#### Page extract ####

The Snowball_ Warren Buffett and the Business of Life - Alice Schroeder [478]
Buffett gave his speech about managing earnings; Keough started to help Isdell, as he helped every new CEO. Isdell accepted the help, but as it turned out, he wouldn’t need all that much.
61
The Seventh Fire
New York City, Sun Valley, Cody • March–July 2004
Buffett had spent twenty-six weekends in San Francisco. He and Susie had watched almost a hundred episodes of Frasier together. The family remained protective. She still saw almost no one else.
She was starting to eat fresh food. Her friend Tom Newman, a caterer and chef, tried to interest her in something healthier than ice cream and chocolate malteds, and made her pureed carrots, creamed spinach, mashed potatoes, egg salad, and “anything where I could get her some proper nutrition.”1
In March, she went for her first MRI scan since the surgery. Buffett knew the stakes associated with this event. Susie had said she would have no more surgery.
“She won’t go back into the hospital. She won’t. I think the odds are reasonably good, but…”
The MRI came back clean. Buffett was overjoyed; he said that Susie’s doctors told her that this meant she had the same odds of a recurrence as if she had never had cancer. Susie may have put it this way to Warren because she thought that this was what he needed to believe, but what Dr. Schmidt had actually told her was that she could probably count on one good year. After that, the future was uncertain.2
Months of being trapped inside by illness, just as in her childhood, affected Susie predictably. As weak as she was, her pent-up urge to live her life again exploded. “I’m going to see my family,” she said. “I want to see everybody. I’m going to do everything I want to do until Dr. Schmidt tells me not to.”3
The first thing she wanted to do was go to the Laguna house and have the grandchildren come visit. For Warren’s sake, she wanted to attend the Berkshire shareholder meeting. She wanted to be strong enough to attend the premiere of Peter’s multimedia show, Spirit—The Seventh Fire, which was to take place in Omaha in July. She had a long list of other goals as well.

#### Dataset extract ####

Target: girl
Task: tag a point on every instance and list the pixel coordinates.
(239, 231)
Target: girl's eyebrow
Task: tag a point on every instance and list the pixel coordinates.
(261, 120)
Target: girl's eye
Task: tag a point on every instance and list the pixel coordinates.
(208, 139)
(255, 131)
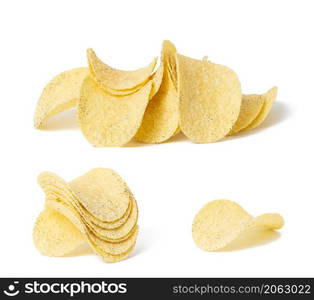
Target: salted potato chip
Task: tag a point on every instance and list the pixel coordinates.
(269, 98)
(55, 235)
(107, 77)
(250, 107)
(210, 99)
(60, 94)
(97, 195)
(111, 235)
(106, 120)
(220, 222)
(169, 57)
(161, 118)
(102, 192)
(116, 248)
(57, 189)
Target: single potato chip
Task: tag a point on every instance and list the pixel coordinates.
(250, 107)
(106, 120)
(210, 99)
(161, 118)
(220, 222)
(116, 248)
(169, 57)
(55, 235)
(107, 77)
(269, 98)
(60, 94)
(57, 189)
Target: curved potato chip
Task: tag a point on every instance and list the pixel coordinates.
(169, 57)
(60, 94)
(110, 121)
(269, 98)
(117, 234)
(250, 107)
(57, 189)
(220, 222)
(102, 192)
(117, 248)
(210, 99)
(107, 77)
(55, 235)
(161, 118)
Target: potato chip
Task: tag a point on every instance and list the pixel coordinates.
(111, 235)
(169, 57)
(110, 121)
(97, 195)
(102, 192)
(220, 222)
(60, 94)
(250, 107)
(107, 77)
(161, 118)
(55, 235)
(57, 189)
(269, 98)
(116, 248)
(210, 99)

####
#### Dataset extract ####

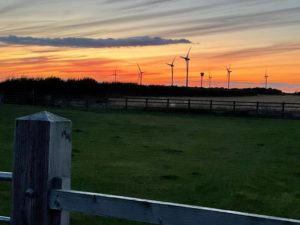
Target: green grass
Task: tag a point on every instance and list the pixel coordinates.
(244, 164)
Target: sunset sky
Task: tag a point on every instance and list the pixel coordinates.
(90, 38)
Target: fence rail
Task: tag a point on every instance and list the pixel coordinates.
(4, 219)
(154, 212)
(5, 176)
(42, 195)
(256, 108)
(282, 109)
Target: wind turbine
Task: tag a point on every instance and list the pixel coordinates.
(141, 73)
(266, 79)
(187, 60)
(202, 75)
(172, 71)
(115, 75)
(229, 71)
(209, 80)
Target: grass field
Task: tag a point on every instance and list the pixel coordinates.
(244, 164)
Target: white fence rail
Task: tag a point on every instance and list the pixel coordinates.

####

_What to work on:_
• 1. According to the book excerpt, how many weekends had Buffett spent in San Francisco?
• 2. Using the book excerpt, explain why Tom Newman made Susie dishes such as pureed carrots, creamed spinach, and egg salad.
• 3. Reproduce the part of the book excerpt between "The Snowball_ Warren" and "all that much.", inclusive.
The data has no connection to the book excerpt.

_Answers for this exercise:_
• 1. Twenty-six weekends.

• 2. He wanted to interest her in food healthier than ice cream and chocolate malteds. He chose dishes through which he could get her some proper nutrition.

• 3.
The Snowball_ Warren Buffett and the Business of Life - Alice Schroeder [478]
Buffett gave his speech about managing earnings; Keough started to help Isdell, as he helped every new CEO. Isdell accepted the help, but as it turned out, he wouldn’t need all that much.